▶ [TASKS AND EXERCISES]:
1. Answer these questions about the blog post on stem cell research:
(a) On what date was the post written?
(b) At what site was the post recommended?
(c) Who wrote the Newsweek article the post mentions, and what is its title?
2. Write the next part of the blog post on stem cell research, picking up right after its last sentence.

▶ [SELECTED PASSAGE]:
Tuesday, July 25, 2006

Stem cell research is pro life. Period.

Recommended at My Left Wing

Ok, listen up wingnut jackasses. Like my buddy (yes, I have a wingnut buddy, but he is really more of the "friend of a friend" type...) who just the other day told me how noble Dear Leader's veto of federal funding for embryonic stem cell research because it would not be "ending a life" to do so. This same guy is staunchly "pro-life<sup>TM</sup>" as well but isn't 100% behind BushCo all the time.


Anyway, and here is the good part, once I realized that these were embryos that were going to be destroyed anyway and nobody was "being killed" in order to use the stem cells (oh yeah, and that the ones Bush previously "approved" were no good anyway), he actually was in favor of it. Not necessarily federal funding, but embryonic stem cell research. Which was a huge step and a big start.


And that brings me to an article in the new Newsweek by Jonathan Alter, It Was The Veto of A Lifetime. The article makes a great point, which is a fairly obvious one to people like us, but not to our thickheaded friends over in koo-koo-bananaland. The veto contradicts everything that "pro-life" is about.

[Dataset excerpts]
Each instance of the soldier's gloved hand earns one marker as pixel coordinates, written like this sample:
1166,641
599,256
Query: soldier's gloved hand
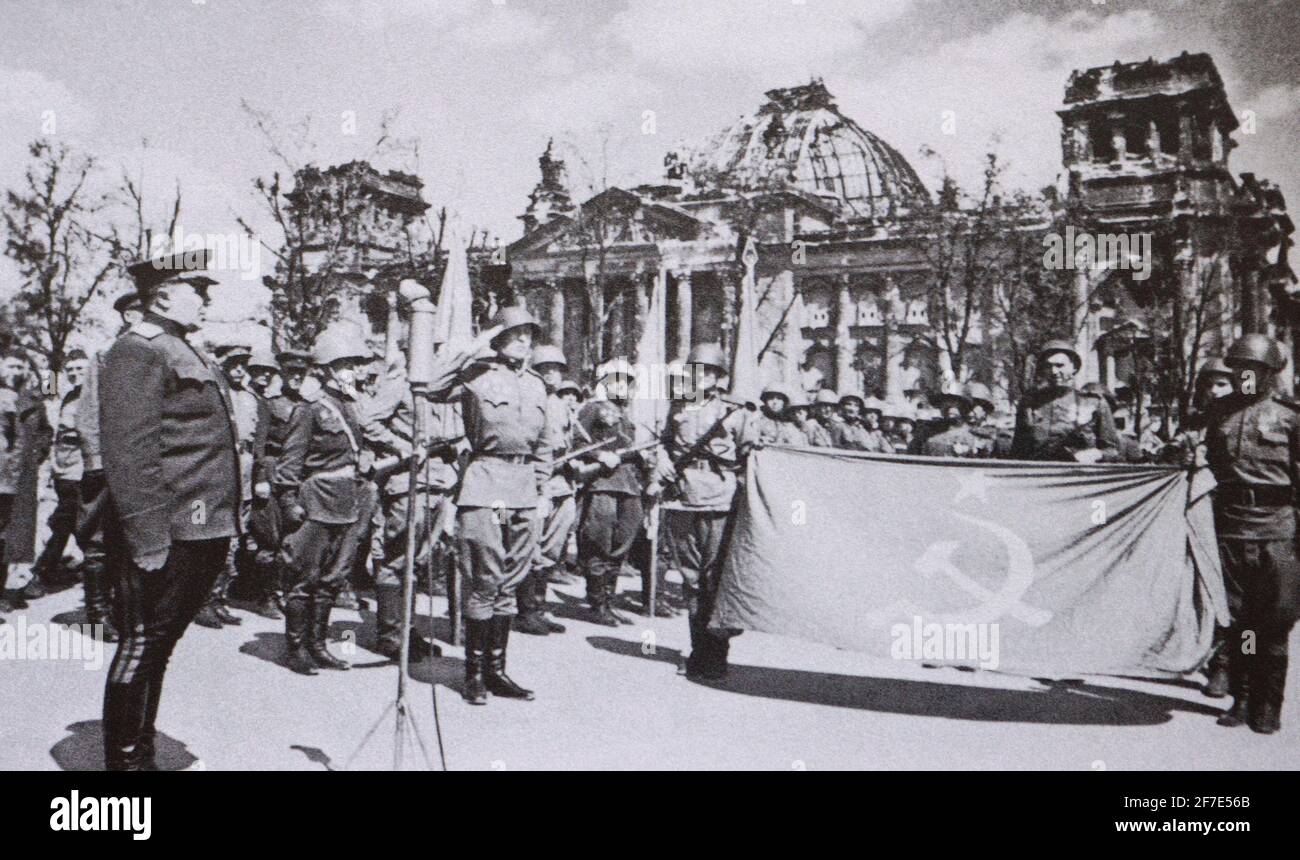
152,560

▶ [EXERCISE ANSWERS]:
1.
(a) Tuesday, July 25, 2006
(b) My Left Wing
(c) Jonathan Alter, "It Was The Veto of A Lifetime"

2.
Alter also introduces (at least to me) a great term that should be hung around the necks of anyone that dared to vote against this: "anti-cure" vs. "pro-cure". My point however, is that the volatile mix of hypocrisy and sheer stupidity makes these 37 peaheads in the Senate and these 193 mental midgets in the House lower than pond scum if they dared to ever utter the words "I am pro-life".


Hell, even Dr. Cat Killer Frist knows the promise that embryonic stem cell research holds. As Alter says:

At least some of the 193 House members and 37 senators who voted against the bill--almost all of them Republicans--may well lose their seats on this issue, if not this November then in 2008 or 2010. Once the "pro-cure" movement clarifies and penetrates, it will be awfully hard to stand firm against saving the lives of your constituents. More immediately, embryonic-stem-cell research splits the GOP down the middle, with many in the party who oppose abortion (like Sens. John McCain, Orrin Hatch and Bill Frist) supporting it.


I wrote a diary last week about the whole "culture of life" nonsense and this is in the same vein. "We only care before you are born and not again until you are about to die".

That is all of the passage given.